> Exercise
List every line in the material below that contains the word "house", copying each line in full.

> Source records
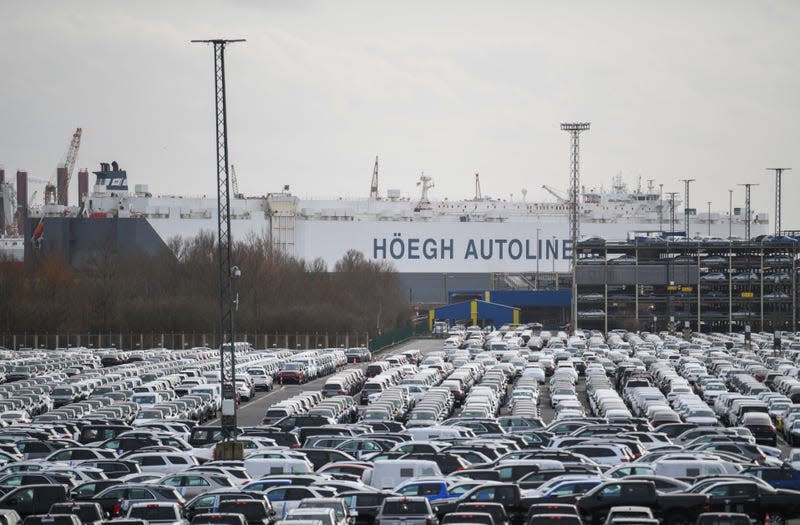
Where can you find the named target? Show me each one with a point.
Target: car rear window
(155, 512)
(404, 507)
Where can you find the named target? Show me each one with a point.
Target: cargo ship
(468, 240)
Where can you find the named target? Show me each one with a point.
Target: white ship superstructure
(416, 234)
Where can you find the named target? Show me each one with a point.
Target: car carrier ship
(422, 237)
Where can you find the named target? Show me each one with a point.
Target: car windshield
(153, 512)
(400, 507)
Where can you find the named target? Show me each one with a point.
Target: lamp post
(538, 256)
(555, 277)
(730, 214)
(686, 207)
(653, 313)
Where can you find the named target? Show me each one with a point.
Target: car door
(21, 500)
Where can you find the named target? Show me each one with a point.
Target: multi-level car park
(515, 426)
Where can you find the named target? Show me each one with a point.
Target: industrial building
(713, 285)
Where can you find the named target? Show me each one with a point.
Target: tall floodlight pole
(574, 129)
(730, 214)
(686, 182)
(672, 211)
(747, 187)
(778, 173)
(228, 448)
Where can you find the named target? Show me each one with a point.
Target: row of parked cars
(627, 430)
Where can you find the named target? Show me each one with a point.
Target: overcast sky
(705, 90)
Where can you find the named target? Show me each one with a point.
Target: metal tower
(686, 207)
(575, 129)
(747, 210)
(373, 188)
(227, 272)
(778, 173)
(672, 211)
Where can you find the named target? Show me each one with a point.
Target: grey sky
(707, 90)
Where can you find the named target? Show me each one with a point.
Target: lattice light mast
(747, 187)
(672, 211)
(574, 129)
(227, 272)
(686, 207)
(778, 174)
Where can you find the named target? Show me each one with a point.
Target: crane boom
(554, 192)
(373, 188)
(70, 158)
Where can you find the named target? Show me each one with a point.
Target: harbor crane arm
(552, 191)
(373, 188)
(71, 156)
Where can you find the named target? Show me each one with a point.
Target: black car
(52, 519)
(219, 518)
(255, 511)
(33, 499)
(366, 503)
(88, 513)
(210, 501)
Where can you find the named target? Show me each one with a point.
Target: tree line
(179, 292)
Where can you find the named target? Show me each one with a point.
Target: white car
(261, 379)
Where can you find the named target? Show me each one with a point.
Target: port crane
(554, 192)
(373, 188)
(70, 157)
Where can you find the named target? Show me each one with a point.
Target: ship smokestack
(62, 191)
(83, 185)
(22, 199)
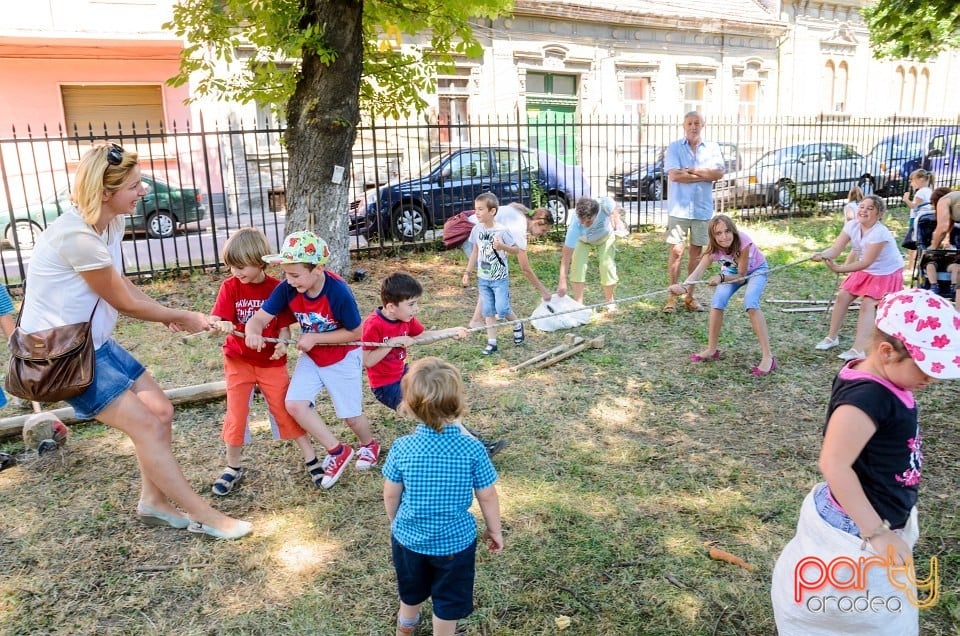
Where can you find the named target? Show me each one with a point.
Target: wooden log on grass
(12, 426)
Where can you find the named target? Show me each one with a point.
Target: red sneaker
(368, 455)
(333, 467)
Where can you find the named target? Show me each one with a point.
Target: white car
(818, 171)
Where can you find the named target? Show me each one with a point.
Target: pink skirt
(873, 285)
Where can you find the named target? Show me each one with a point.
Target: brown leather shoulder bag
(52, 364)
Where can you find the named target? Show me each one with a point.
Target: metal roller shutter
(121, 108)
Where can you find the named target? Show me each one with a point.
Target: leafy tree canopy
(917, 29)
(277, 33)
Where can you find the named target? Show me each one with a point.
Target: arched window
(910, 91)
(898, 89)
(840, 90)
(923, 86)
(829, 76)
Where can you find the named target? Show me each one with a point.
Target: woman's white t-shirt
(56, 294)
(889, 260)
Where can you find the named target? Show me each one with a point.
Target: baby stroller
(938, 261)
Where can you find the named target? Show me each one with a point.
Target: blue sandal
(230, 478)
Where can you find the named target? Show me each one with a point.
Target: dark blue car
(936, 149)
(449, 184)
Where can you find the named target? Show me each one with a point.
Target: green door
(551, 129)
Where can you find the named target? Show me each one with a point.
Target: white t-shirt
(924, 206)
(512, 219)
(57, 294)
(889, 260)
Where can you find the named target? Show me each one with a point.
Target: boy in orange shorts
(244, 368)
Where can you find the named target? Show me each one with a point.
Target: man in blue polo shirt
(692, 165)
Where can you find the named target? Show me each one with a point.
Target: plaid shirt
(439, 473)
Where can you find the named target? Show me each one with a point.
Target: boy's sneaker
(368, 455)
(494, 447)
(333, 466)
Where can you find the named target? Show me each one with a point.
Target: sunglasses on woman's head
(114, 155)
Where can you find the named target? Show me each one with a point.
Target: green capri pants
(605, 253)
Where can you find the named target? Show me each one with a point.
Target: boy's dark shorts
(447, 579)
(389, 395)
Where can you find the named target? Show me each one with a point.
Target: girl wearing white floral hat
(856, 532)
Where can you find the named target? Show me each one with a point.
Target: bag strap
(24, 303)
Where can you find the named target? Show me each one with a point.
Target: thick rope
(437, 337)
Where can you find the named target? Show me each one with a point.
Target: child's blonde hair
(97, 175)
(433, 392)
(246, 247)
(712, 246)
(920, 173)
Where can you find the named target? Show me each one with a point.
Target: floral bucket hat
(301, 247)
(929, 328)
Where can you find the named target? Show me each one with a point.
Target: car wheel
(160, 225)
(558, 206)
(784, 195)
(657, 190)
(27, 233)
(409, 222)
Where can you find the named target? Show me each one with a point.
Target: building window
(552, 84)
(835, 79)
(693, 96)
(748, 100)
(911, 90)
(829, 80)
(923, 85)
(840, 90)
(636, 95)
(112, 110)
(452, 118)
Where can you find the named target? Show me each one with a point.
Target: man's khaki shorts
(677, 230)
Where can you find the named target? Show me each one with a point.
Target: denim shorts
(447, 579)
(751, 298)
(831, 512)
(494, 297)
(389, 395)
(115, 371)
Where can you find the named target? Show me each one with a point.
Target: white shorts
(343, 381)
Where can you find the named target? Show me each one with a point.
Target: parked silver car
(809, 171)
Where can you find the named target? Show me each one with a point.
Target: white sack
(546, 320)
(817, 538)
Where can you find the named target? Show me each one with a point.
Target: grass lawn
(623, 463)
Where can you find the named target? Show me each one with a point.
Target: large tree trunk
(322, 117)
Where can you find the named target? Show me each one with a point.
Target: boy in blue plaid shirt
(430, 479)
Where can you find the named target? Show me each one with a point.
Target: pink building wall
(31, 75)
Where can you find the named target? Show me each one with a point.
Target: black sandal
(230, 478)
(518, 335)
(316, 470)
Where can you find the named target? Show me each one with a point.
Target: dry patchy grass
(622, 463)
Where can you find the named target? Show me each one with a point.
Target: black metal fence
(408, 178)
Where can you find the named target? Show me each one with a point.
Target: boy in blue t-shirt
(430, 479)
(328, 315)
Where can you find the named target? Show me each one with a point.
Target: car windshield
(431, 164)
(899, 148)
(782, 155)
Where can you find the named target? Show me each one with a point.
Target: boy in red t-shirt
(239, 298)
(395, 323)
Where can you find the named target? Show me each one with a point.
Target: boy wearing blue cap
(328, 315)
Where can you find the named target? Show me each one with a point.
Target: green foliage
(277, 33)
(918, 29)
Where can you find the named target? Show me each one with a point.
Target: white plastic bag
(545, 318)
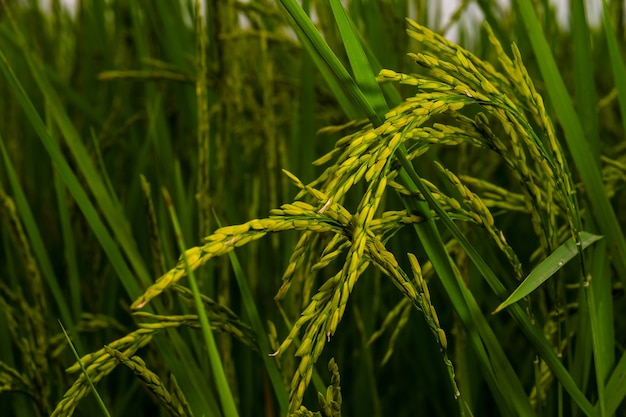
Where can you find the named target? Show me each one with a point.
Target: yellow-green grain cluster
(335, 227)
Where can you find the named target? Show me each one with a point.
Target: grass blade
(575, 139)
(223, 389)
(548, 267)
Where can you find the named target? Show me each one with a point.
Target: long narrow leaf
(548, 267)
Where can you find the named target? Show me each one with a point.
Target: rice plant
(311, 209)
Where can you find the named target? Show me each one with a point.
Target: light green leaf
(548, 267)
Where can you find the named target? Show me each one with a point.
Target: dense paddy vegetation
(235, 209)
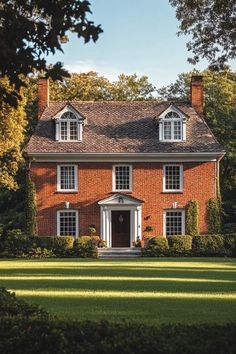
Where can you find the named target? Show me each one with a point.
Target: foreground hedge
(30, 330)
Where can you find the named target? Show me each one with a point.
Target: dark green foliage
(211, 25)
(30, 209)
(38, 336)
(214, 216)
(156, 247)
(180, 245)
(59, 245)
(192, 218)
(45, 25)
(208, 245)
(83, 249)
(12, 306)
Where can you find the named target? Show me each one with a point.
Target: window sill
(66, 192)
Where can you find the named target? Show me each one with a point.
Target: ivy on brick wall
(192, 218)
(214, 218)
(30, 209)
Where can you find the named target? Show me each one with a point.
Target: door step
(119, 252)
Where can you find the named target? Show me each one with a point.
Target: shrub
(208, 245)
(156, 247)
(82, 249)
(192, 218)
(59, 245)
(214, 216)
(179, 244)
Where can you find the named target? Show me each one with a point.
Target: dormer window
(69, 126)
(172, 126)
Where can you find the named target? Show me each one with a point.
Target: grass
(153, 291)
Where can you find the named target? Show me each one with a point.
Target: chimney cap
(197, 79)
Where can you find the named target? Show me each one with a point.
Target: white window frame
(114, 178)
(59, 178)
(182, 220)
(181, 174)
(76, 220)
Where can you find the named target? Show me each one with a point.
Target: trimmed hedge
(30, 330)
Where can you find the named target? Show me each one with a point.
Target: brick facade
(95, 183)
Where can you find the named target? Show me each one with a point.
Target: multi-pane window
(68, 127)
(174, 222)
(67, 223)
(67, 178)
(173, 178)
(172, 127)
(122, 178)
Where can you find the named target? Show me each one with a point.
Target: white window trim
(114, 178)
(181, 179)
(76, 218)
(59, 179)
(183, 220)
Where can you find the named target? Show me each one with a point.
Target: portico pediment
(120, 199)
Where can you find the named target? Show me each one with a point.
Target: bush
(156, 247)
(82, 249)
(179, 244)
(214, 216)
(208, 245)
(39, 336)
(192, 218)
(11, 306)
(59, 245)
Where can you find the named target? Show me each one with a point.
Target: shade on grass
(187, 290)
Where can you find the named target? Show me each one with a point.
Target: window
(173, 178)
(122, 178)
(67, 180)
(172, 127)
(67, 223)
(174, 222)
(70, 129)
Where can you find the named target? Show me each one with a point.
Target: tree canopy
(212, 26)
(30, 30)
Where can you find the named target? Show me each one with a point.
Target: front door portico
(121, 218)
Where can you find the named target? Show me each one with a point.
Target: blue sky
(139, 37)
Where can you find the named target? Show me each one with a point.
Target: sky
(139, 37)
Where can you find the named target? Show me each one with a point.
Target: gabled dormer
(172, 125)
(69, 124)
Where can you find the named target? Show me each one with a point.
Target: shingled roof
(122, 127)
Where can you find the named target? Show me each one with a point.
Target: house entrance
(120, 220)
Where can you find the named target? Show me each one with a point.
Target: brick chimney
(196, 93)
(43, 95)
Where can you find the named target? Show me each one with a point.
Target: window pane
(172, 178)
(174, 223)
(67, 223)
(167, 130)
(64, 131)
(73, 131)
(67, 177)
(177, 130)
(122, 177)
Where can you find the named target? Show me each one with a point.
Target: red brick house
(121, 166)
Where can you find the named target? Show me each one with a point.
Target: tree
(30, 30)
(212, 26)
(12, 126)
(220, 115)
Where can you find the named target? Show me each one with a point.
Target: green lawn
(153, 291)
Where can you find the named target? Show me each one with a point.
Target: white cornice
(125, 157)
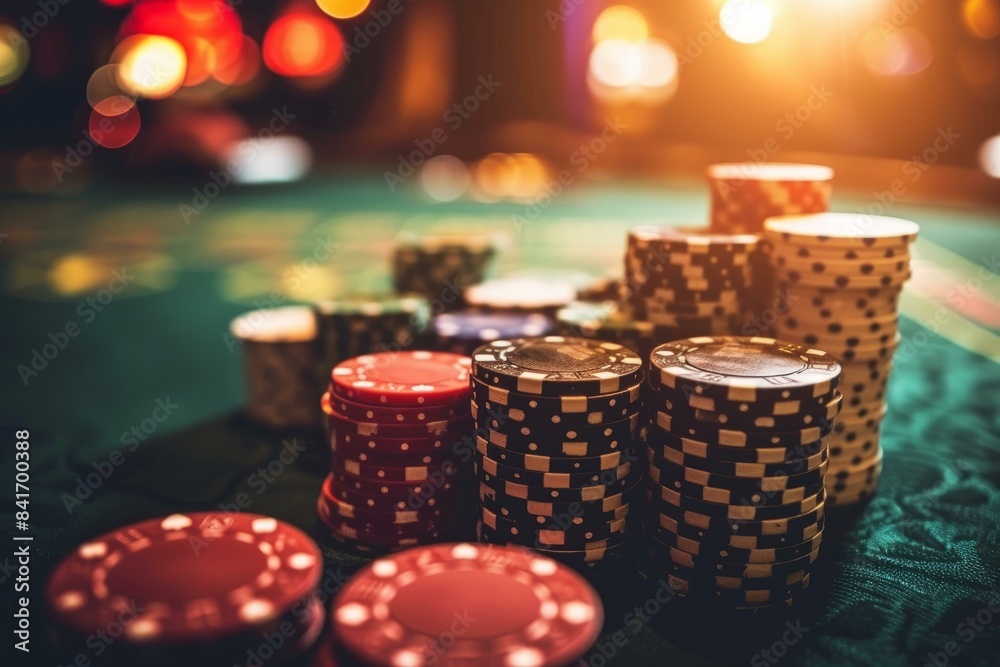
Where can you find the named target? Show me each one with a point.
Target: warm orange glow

> Solution below
Target: house entrance
Target: red brick house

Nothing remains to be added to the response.